**Directives**
[a] Answer these questions from the passage on early 32-bit coding, one line each:
(i) Which reference does it recommend for analyzing 16-bit code?
(ii) Which two web sites did many early malware creations borrow code from?
(iii) What does OLE stand for?
[b] Summarize the passage on early 32-bit coding in two sentences.
[c] Carry on writing the passage on early 32-bit coding, starting after its last line.

If you ever need a reference for analysing the 16-bit code, the Ralf’s Interrupt List it is.

Echos of early 32-bit coding

Okay, today you have StackOverflow, and everyone programs in QT, .NET, Electron, etc.. Back in a day it was Win32 API, MFC, AFC, Borland, Delphi, Code Gear, and finally Embarcadero. And of course, Alex’s favorite – Visual Basic (I don’t mention Java, because Java people are from a different camp). And people talking about programming either talked on Usenet, IRC, or on web sites like codeproject.com, or codeguru.com.

Many early malware creations were borrowing code from these two sites I mentioned, because the code quality was decent, and most importantly – this was the only place apart from some articles in MSDN, Dr Dobbs, sometimes Usenet where you could find some ‘juice’ back then.

Even today you will find a lot of great articles there. Even if old, they do cover the foundation of many technologies we take today for granted or have already forgotten about e.g.:

  • DDE (Dynamic Data Exchange)
  • OLE (Object Linking and Embedding)
  • COM (Component Object Model)

**Object position labeling entries**
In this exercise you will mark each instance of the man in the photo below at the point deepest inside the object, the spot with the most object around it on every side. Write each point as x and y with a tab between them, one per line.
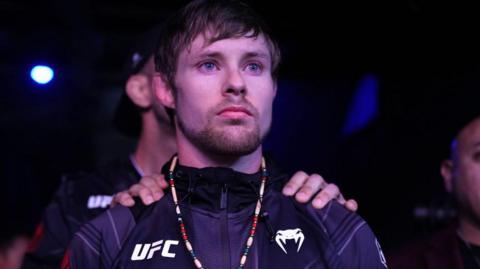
217	68
457	246
81	197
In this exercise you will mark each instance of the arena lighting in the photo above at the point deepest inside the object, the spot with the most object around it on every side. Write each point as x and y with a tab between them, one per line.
364	105
42	74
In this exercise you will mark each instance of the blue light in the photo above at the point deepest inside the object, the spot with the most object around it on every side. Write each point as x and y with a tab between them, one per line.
42	74
364	106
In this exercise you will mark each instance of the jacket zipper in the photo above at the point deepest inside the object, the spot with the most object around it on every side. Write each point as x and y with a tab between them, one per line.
224	234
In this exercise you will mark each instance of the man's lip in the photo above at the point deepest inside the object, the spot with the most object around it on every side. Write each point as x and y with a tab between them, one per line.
235	109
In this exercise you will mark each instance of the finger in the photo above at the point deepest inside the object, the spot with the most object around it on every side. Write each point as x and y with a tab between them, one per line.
122	198
351	205
146	196
326	195
161	181
152	184
134	190
294	184
311	186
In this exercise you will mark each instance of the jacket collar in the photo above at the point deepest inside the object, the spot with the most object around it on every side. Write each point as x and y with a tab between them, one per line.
219	188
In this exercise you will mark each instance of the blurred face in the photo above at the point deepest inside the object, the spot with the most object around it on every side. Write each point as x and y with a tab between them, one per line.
466	172
224	94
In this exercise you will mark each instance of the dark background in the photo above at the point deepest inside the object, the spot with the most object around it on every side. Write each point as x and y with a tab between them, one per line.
413	63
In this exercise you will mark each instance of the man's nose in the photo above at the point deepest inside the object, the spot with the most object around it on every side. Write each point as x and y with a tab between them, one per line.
235	84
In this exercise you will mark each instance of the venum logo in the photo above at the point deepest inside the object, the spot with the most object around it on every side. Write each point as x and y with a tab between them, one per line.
146	251
281	238
99	201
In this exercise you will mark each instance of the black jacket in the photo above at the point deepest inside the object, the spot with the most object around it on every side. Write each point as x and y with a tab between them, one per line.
217	205
80	198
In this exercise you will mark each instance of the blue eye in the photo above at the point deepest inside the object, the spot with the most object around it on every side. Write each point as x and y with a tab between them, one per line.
254	67
208	66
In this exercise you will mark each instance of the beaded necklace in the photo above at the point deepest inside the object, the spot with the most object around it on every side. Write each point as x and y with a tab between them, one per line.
183	230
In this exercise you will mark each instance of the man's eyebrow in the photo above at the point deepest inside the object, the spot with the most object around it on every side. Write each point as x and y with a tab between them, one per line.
209	54
256	54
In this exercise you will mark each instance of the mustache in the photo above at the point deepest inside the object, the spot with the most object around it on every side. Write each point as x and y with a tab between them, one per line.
241	105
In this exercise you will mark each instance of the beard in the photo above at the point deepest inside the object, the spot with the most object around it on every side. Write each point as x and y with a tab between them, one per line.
231	137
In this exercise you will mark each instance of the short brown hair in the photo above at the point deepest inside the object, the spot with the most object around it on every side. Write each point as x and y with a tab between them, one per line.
225	18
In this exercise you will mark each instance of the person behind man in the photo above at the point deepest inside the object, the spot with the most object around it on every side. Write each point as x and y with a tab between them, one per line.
458	245
217	67
81	197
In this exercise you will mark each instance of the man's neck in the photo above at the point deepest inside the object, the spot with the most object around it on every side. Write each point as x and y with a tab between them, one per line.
469	231
189	155
155	147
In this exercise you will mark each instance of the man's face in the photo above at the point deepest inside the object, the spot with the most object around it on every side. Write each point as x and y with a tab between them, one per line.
224	94
466	171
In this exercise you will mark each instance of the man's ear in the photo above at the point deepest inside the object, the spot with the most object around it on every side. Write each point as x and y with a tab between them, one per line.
446	170
163	92
138	90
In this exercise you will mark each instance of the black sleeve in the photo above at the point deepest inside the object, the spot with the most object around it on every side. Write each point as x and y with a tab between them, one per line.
55	230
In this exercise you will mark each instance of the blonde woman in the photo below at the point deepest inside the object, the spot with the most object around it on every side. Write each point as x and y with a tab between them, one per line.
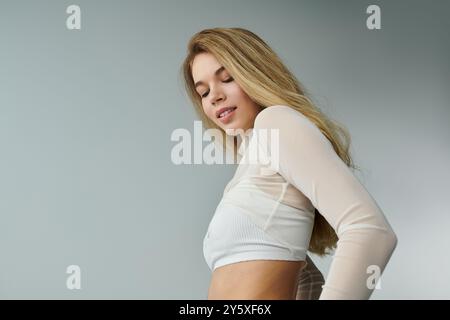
273	212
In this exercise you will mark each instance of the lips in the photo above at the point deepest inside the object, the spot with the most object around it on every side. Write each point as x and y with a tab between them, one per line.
221	110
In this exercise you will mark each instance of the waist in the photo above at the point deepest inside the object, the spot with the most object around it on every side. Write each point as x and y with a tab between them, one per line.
259	279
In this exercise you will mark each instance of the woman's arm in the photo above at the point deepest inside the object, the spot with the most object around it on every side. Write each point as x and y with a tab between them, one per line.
310	282
308	161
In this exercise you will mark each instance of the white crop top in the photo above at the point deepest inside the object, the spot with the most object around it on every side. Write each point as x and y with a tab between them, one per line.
270	207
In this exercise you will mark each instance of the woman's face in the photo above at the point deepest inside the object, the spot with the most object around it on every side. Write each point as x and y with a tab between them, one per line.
218	90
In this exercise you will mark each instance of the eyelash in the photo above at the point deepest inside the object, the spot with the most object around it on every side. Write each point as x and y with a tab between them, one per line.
226	80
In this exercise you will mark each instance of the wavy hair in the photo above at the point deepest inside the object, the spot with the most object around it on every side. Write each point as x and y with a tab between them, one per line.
266	80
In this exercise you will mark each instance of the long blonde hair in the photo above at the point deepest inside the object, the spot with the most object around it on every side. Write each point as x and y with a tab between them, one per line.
263	77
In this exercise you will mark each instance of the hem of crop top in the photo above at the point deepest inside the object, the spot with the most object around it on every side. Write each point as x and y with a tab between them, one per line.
249	256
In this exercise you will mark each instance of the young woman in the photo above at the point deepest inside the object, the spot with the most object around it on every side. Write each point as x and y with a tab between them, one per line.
272	212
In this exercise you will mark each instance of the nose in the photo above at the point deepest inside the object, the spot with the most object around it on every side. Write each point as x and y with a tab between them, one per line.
216	96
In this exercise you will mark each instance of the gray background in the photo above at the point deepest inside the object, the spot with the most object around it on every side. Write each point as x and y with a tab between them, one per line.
86	116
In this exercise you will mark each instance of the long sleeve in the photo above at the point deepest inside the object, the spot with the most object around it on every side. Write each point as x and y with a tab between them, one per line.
308	161
310	282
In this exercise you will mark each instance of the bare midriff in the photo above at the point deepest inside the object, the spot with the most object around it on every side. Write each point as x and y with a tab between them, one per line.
256	280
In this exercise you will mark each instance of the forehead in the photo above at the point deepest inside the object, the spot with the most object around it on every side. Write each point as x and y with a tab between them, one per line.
204	65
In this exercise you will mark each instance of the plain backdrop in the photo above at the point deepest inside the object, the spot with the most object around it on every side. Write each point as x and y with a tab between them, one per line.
86	176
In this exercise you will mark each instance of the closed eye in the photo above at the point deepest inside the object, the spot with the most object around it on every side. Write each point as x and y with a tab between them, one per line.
226	81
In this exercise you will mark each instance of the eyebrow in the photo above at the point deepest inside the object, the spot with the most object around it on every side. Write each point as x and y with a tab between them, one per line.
198	83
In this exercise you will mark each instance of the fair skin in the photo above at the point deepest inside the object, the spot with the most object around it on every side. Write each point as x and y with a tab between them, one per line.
255	279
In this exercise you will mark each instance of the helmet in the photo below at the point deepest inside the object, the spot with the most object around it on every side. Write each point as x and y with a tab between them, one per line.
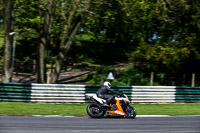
107	84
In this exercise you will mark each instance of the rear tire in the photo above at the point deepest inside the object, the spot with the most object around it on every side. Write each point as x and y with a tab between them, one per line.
130	112
94	111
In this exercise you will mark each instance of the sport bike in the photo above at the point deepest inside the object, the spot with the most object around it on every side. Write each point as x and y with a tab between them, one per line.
118	107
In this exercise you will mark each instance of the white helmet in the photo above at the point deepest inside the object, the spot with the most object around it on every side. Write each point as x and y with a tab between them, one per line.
107	84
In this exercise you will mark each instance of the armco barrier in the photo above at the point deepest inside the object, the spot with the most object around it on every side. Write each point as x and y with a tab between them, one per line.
60	93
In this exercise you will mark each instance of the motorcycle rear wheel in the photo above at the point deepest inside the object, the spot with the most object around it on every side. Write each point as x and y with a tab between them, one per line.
130	112
94	111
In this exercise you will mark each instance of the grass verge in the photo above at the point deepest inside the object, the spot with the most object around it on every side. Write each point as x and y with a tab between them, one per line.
17	108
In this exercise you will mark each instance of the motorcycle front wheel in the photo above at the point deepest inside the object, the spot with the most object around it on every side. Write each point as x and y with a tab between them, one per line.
130	112
94	111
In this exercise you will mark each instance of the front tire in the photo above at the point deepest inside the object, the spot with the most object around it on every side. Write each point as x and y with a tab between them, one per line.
94	111
130	112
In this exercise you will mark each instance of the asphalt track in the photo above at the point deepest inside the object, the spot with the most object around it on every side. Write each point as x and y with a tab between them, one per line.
19	124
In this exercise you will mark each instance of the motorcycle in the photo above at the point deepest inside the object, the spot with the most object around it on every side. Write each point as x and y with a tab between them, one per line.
118	107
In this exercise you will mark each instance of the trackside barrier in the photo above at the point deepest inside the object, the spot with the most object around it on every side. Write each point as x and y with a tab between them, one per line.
61	93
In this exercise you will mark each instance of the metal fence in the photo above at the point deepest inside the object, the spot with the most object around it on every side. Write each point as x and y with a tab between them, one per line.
60	93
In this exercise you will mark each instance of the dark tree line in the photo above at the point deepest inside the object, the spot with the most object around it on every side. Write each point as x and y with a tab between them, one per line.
156	35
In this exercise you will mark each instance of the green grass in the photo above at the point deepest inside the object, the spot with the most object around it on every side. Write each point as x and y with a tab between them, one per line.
12	108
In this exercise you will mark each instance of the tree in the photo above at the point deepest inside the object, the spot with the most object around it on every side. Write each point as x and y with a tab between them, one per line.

**Results by task**
[a]
(i) Ralf's Interrupt List
(ii) codeproject.com and codeguru.com
(iii) Object Linking and Embedding

[b] Before StackOverflow and today's frameworks, programmers worked with tools such as the Win32 API, MFC, Delphi and Visual Basic and talked on Usenet, IRC, codeproject.com and codeguru.com. Early malware often borrowed code from those two sites because its quality was decent and there were few other sources, and their older articles still cover foundational technologies such as DDE, OLE and COM.

[c]
  • MFC (Microsoft Foundation Class), and
  • AFC (Application Foundation Classes).

There is also a lot of information and code in pure Windows API – it makes it much more valuable than some easy to digest .NET code that hides a lot of details from you (this is not to say .NET is bad; not at all, and quite the opposite; what you can do with .NET via PowerShell today is absolutely amazing). Still, good to look at the old-school stuff if you want to know how ‘raw’ COM interfaces work. There are multiple layers today that both simplify and obfuscate a lot, but when you start digging you will get to the bottom of it.

On this note, you should also get familiar with tools like OleView, OleWoo that allow you to analyze interfaces embedded inside many system DLLs. And there is also OleView’s .NET equivalent from James Forshaw called OleViewDotNet.

Old Software

It’s great to get access to old software. You gonna like OldApps.com, and oldversion.com. If you need to do diffs between versions of the same software, or play around with the legacy software to see if it can still be used e.g. connected to some old legacy servers — this is a good place to start.

I cover why you need a repo of clean software below. Read on.

Old Software and PADs

Ever heard of PAD files?

Back in a day everyone was selling shareware. To sell shareware you had to publish and promote it. Publishing on one site was easy, publishing on 200 sites is hard. And updating all this was even tougher.

This is why some clever shareware authors (Association of Software Professionals) came up with an idea of a PAD file.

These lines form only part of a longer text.